▸ SOURCE EXCERPT
(begin)

7. Equality, National Healing, Cohesion and Unity

7.1 The Parties hereby agree that the new Government:
a) will ensure equal treatment of all regardless of gender, race, ethnicity, place of origin and will work towards equal access to development for all;
b) will ensure equal and fair development of all regions of the country and in particular to correct historical imbalances in the development of regions;
c) shall give consideration to the setting up of a mechanism to properly advise on what measures might be necessary and practicable to achieve national healing, cohesion and unity in respect of victims of pre and post independence political conflicts; and
d) will strive to create an environment of tolerance and respect among Zimbabweans and that all citizens are treated with dignity and decency irrespective of age, gender, race, ethnicity, place of origin or political affiliation.
e) will formulate policies and put measures in place to attract the return and repatriation of all Zimbabweans in the Diaspora and in particular will work towards the return of all skilled personnel.


8. Respect for National Institutions and Events

8.1 In the interests of forging a common vision for our country, the Parties hereby agree:- (a) on the necessity of all Zimbabweans regardless of race, ethnicity, gender, political affiliation and religion to respect and observe Zimbabwe's national institutions, symbols, national programmes and events; and
(b) that all Zimbabweans regardless of race, ethnicity, gender, political affiliation and religion have the right to benefit from and participate in all national programmes and events without let or hindrance.

(end)

▸ DATA SHOWN
(begin)

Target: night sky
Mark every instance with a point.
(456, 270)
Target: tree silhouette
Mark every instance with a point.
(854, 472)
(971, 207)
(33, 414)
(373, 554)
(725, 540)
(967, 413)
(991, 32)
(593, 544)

(end)

▸ STATED TASK A
Condense the paragraph of the agreement excerpt that begins "7.1 The Parties hereby agree that the new Government:" into a short bulleted list, keeping each of its commitments.
▸ STATED TASK B
According to the agreement excerpt, why do the Parties agree that all Zimbabweans should respect national institutions, symbols, programmes and events? Answer in one or two sentences.
▸ STATED TASK C
Write the next part of the agreement excerpt, picking up after its final clause.
None of the material is needed here.

▸ REPLY A
The new Government will:
- treat everyone equally regardless of gender, race, ethnicity or place of origin, and work toward equal access to development
- develop all regions fairly, especially to correct historical imbalances
- consider setting up a mechanism to advise on achieving national healing, cohesion and unity for victims of pre- and post-independence political conflicts
- foster tolerance and respect so that all citizens are treated with dignity regardless of age, gender, race, ethnicity, place of origin or political affiliation
- adopt policies to bring back Zimbabweans in the Diaspora, particularly skilled personnel

▸ REPLY B
The Parties make this agreement in the interests of forging a common vision for the country.

▸ REPLY C
9. External Interference
9.1 The Parties reaffirm the principle of the United Nations Charter on non-interference in the internal affairs of member countries.

9.2 The Parties hereby agree:-
(a) that the responsibility of effecting change of government in Zimbabwe vests exclusively on and is the sole prerogative of the people of Zimbabwe through peaceful, democratic and constitutional means;
(b) to reject any unlawful, violent, undemocratic and unconstitutional means of changing governments; and
(c) that no outsiders have a right to call or campaign for regime change in Zimbabwe.



10. Free political activity Recognising that the right to canvass and freely mobilise for political support is the cornerstone of any multi-party democratic system, the Parties have agreed that there should be free political activity throughout Zimbabwe within the ambit of the law in which all political parties are able to propagate their views and canvass for support, free of harassment and intimidation.



11. Rule of law, respect for the Constitution and other laws
11.1 The Parties hereby agree that it is the duty of all political parties and individuals to:
(a) respect and uphold the Constitution and other laws of the land;
(b) adhere to the principles of the Rule of Law.


12. Freedoms of Assembly and Association

12.1 Recognising the importance of the freedoms of assembly and association in a multi-party democracy and noting that public meetings have to be conducted in a free, peaceful and democratic manner in accordance with the law, the Parties have agreed:-
(a) to work together in a manner which guarantees the full implementation and realisation of the right to freedom of association and assembly; and
(b) that the Government shall undertake training programmes, workshops and meetings for the police and other enforcement agencies directed at the appreciation of the right of freedom of assembly and association and the proper interpretation, understanding and application of the provisions of security legislation.


13. State organs and institutions

13.1 State organs and institutions do not belong to any political party and should be impartial in the discharge of their duties.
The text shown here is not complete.